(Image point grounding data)
------
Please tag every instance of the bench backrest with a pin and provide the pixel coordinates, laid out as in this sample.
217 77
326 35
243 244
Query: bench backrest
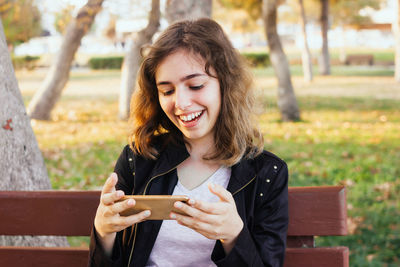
313 211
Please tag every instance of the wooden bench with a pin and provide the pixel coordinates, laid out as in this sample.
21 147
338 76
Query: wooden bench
359 59
314 211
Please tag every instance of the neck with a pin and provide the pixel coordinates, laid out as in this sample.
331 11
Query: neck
199 148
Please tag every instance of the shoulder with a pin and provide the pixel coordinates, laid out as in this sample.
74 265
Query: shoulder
266 162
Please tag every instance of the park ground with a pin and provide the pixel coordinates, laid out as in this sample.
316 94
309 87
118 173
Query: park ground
349 134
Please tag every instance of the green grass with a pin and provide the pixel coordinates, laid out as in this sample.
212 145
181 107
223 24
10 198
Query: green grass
336 70
347 140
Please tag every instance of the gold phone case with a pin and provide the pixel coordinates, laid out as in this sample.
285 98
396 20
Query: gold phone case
159 205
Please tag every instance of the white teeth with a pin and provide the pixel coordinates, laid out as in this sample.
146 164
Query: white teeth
190 116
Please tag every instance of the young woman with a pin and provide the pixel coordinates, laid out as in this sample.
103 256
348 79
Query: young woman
193 134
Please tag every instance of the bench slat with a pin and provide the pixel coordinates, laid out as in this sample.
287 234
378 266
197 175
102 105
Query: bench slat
65 213
44 257
317 257
317 211
312 211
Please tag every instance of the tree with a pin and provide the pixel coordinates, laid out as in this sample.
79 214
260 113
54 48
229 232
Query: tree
50 91
21 163
324 60
133 58
189 9
306 55
21 20
397 34
287 102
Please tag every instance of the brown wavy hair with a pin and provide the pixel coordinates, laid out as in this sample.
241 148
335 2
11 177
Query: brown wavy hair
235 133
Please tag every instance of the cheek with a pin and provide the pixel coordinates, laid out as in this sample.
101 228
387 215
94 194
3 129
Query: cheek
165 105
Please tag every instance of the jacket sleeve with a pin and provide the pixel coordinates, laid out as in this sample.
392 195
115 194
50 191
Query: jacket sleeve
263 243
97 257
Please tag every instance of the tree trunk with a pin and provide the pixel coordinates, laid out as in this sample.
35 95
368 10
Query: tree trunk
324 61
397 34
50 91
305 55
133 58
287 102
187 9
21 163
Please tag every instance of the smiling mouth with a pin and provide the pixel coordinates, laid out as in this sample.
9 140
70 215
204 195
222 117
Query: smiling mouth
191 117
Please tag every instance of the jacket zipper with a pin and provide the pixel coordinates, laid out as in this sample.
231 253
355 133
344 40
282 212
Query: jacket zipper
144 193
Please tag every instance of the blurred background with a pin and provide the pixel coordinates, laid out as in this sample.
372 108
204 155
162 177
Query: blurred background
340 124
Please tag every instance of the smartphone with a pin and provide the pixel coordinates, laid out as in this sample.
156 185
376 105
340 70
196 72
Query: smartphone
159 205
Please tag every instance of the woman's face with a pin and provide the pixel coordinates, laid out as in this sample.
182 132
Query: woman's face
188 95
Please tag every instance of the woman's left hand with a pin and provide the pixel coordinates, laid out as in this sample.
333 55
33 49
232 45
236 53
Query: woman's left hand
219 220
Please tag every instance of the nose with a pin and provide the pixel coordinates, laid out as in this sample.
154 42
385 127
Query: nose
182 98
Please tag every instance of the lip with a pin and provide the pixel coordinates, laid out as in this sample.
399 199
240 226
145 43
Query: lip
192 123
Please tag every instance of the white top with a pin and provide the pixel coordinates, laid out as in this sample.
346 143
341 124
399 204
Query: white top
177 245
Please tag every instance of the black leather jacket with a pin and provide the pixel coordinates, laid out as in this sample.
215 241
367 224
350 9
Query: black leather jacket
259 187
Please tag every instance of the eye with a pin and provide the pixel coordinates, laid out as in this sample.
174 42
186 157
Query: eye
196 87
166 92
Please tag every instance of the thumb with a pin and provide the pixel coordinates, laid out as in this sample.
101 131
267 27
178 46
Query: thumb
223 194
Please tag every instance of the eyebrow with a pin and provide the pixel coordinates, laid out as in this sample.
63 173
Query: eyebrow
191 76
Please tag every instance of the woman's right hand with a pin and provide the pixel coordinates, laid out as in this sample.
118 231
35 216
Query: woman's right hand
108 221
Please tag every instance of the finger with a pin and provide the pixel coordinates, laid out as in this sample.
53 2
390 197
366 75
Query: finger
188 221
189 210
223 194
133 219
109 185
110 198
123 205
208 207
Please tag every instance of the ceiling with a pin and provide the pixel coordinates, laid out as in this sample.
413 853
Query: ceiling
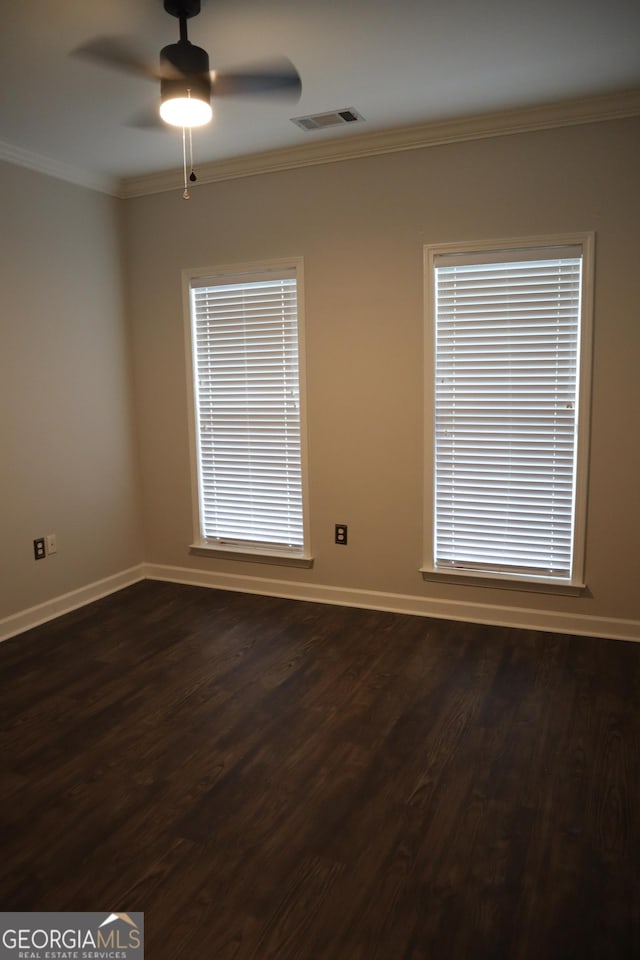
397 62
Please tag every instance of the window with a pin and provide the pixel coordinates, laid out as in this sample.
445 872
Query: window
245 337
508 351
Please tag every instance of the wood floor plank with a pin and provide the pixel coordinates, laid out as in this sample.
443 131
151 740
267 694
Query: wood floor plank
268 779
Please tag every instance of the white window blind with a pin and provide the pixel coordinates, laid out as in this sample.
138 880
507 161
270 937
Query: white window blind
507 346
248 430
------
__HOW TO COMPLETE THIS TASK__
Reproduce every record verbatim, please. Omit the images.

__WRITTEN SOLUTION__
Please tag every instance of the bench backrest with a pin and provide the pixel coordinates, laid out as in this sample.
217 77
326 35
243 244
Query: bench backrest
313 211
Please tag every instance of the wooden bench with a pin and provide the pixel coordinates, laid out as in this sample.
21 147
338 76
Query: wooden bench
359 59
314 211
Please tag every instance of the neck with a pin and provide the pixel coordinates, laid out as in this sample.
331 11
Query: neck
199 148
Please tag every instance of the shoulder with a pin and provide the pixel coordinates, laid out as in this sample.
74 265
Query: shoulder
266 162
Please tag every instance of the park ground with a pin and provide the pixel coordinates, laid out as in this sample.
316 94
309 87
118 173
Query: park ground
349 134
Please tag every instance of the green grass with a pin and provide the pixel coordinates, laid out as in this sample.
212 145
181 107
223 24
10 198
Query: green grass
336 70
347 140
Please tag every instance of the gold phone case with a pin and provide the pixel coordinates, laid out as in this sample.
285 98
396 20
Query: gold phone case
159 205
Please tag every instance of the white teeth with a pin and provide the pixel coordinates, laid out as in this sample.
146 164
Query: white teeth
190 116
Please tag every instance of the young woman with a pin and provide the pixel coordinates, laid out as in this sample.
103 256
348 79
Query: young woman
193 134
Please tag every instance of the bench slat with a pin and provide the pixel coordinates, laid out as in this sample.
287 234
378 266
197 175
102 105
Query: bench slat
65 213
44 257
317 257
317 211
312 211
Please tag every instance of the tree with a pin and provide the pixel coordinates, laid out as in this sample.
79 214
260 113
54 48
229 232
Query: tree
50 91
21 163
324 60
133 58
189 9
306 55
21 20
397 34
287 102
Please tag every instance of the brown wavy hair with a pin and provide the pixel coordinates, laid out as in this sample.
241 148
335 2
11 177
Query: brown wavy hair
235 133
Please tag every instance of the cheek with a pin and provide the pixel coordinates, laid out as in this sample.
101 228
387 215
94 194
3 129
Query: cheek
165 105
Please tag every instance of the jacket sleeve with a pin and provide the pixel coordinates, laid out as in this sample.
392 195
115 194
50 191
Query: jacket sleeve
263 243
97 257
Please tag every instance of the tree trunk with a pin and provide the pixel coordinates, laid out as in this sample.
35 95
368 10
Query: tree trunk
324 61
397 34
50 91
305 55
133 58
287 102
187 9
21 163
Please tag every instance of the smiling mouth with a pin and provide the pixel coordinates, laid out as in this sample.
9 140
70 215
204 195
222 117
Query: smiling mouth
191 117
Please tag every instance of the jacket zipper with a pin and provide the pixel coordinates, laid out as in this sample.
231 253
355 133
344 40
282 212
Query: jacket zipper
144 193
Please tag every instance of the blurred background with a pin and provide the pixel coordinates, laid out as in this sample.
372 108
204 155
162 177
Query: blurred background
340 124
Please tag every instance of the smartphone with a pin and provide the pixel coordinates, laid out as in this sample.
156 185
376 105
340 70
196 72
Query: smartphone
159 205
Please tag every instance of the woman's face with a pin and provide the pixel coordinates, laid out as in this sample.
182 132
Query: woman's face
188 95
Please tag every instance of the woman's left hand with a pin and provide the pixel coordinates, laid out as in this sample.
333 55
33 49
232 45
236 53
Query: woman's left hand
219 220
Please tag every instance of the nose with a pin and provide the pixel coordinates, laid out as in this sample.
154 42
385 127
Query: nose
182 98
Please tag every instance of the lip with a pin and provide the pixel coordinates, laid out as in this sample.
399 199
240 226
145 43
Query: lip
192 123
Please tag every instance of the white top with a pin and provide the pixel coordinates, laid out as in this sample.
346 143
341 124
399 204
Query: white top
177 245
Please tag every instance of the black leather jacket with a pin and provide the pixel coordinates, laid out as in this sample.
215 241
367 224
350 9
Query: black leather jacket
259 187
Please tag every instance of the eye with a pin and provide the pixel coordinates, laid out as in this sample.
174 42
186 157
Query: eye
196 87
166 92
Please tag every instance of the thumb with a pin and provide the pixel coordinates, laid out as in this sample.
101 131
267 27
178 46
Query: thumb
223 194
Please tag every instance of the eyebrow with a pin and provide the pixel coordinates, laid out as in this sample.
63 173
Query: eyebrow
191 76
Please tag every instance of the woman's right hand with a pin and provide the pixel coordinates, laid out as in this sample.
118 231
35 216
Query: woman's right hand
108 221
Please tag every instance of the finger with a pin and provide the pixel coordinates, laid out as in this sample.
53 2
390 197
366 75
Query: finger
188 221
189 210
223 194
133 219
109 185
110 198
123 205
208 207
Please tag every instance of the ceiling with a pin and provide the pixel coordinates, laid out as in this sample.
413 853
Query: ceiling
397 62
Please tag every instance of the window with a pin and provide the pixel coordinates, laid out as in this sample.
445 872
Query: window
245 337
508 351
Please tag every instance of the wood floor plank with a pin and provide the pixel coordinates, laid out as in this sample.
443 131
151 740
267 694
Query: wood floor plank
268 779
Please tag every instance of the white window blind with a pin and provide the pixel coordinates, laid out as in this sample.
138 880
507 161
270 937
Query: white window blind
507 346
248 430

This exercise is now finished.